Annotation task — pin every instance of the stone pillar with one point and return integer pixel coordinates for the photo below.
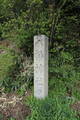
(40, 66)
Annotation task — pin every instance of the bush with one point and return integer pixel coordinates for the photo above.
(55, 108)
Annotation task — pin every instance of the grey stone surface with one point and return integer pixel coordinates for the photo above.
(40, 66)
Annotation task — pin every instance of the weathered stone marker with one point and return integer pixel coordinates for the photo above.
(40, 66)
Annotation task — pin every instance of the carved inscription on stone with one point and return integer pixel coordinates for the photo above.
(40, 66)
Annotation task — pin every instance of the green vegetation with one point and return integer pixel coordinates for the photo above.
(20, 20)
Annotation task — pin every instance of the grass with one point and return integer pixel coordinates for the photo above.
(7, 63)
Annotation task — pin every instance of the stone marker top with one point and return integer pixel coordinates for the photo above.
(36, 36)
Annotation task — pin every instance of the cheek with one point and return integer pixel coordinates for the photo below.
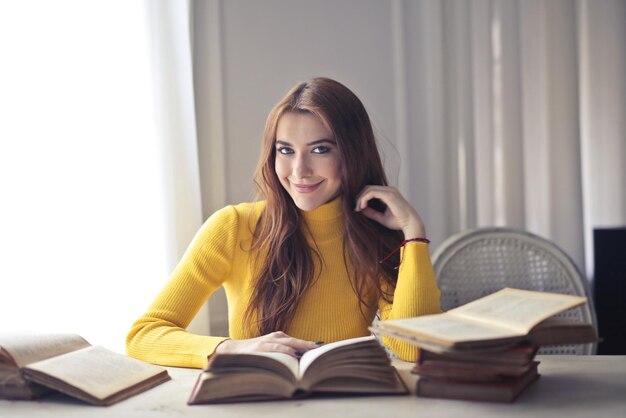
(335, 170)
(281, 169)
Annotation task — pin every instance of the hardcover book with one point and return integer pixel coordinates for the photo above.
(32, 365)
(354, 366)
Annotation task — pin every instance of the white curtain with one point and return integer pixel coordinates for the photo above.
(99, 177)
(522, 108)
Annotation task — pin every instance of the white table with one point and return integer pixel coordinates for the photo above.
(569, 387)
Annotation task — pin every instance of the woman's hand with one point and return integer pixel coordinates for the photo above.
(398, 215)
(277, 342)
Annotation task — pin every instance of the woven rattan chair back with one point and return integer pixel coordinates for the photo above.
(475, 263)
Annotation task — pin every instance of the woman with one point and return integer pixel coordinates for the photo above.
(329, 246)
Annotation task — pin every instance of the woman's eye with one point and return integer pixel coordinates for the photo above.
(321, 149)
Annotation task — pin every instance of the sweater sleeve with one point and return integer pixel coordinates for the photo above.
(159, 336)
(416, 294)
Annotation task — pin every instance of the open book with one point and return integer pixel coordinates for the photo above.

===============

▶ _WHAT YOU ARE ASKED TO DO_
Starting at the line with "Annotation task — pin every instance of the hardcover", copy every line up to and including the last one in the entries above.

▶ _OUTPUT OF THE TASK_
Annotation task — pin every instance of the hardcover book with one point and return integer pixel coordinates for the photo above.
(32, 365)
(354, 366)
Annotation task — pin every instance of the white curtain with one point and return integer pixel coordinates for the photo above.
(99, 177)
(522, 108)
Annotation task — pin every instance of the white table with one point and return integer pixel coordinates for the photo above.
(569, 387)
Annotation task — pin every instance of the woman's hand with one point and return integer pixel coordinates for the photo above.
(398, 215)
(277, 342)
Annotation task — pin every instance of the woven rattan chair back with one point and return integer pixel coordinates for the photo above.
(475, 263)
Annotation task — pin every instance of the woman with one point and return integer pixel coordinates for the photo above.
(329, 246)
Annotation task — pin every instance of the woman's eye with one point and return integer pixel coordinates for the photo above.
(321, 149)
Annotation task — pin every instance of the sweater sleeve with one point and return integer pixel coordinates for the photo above.
(159, 336)
(416, 294)
Annotation task — pin every instance of the open book with one point and return integer pixel coordinates for the photo above.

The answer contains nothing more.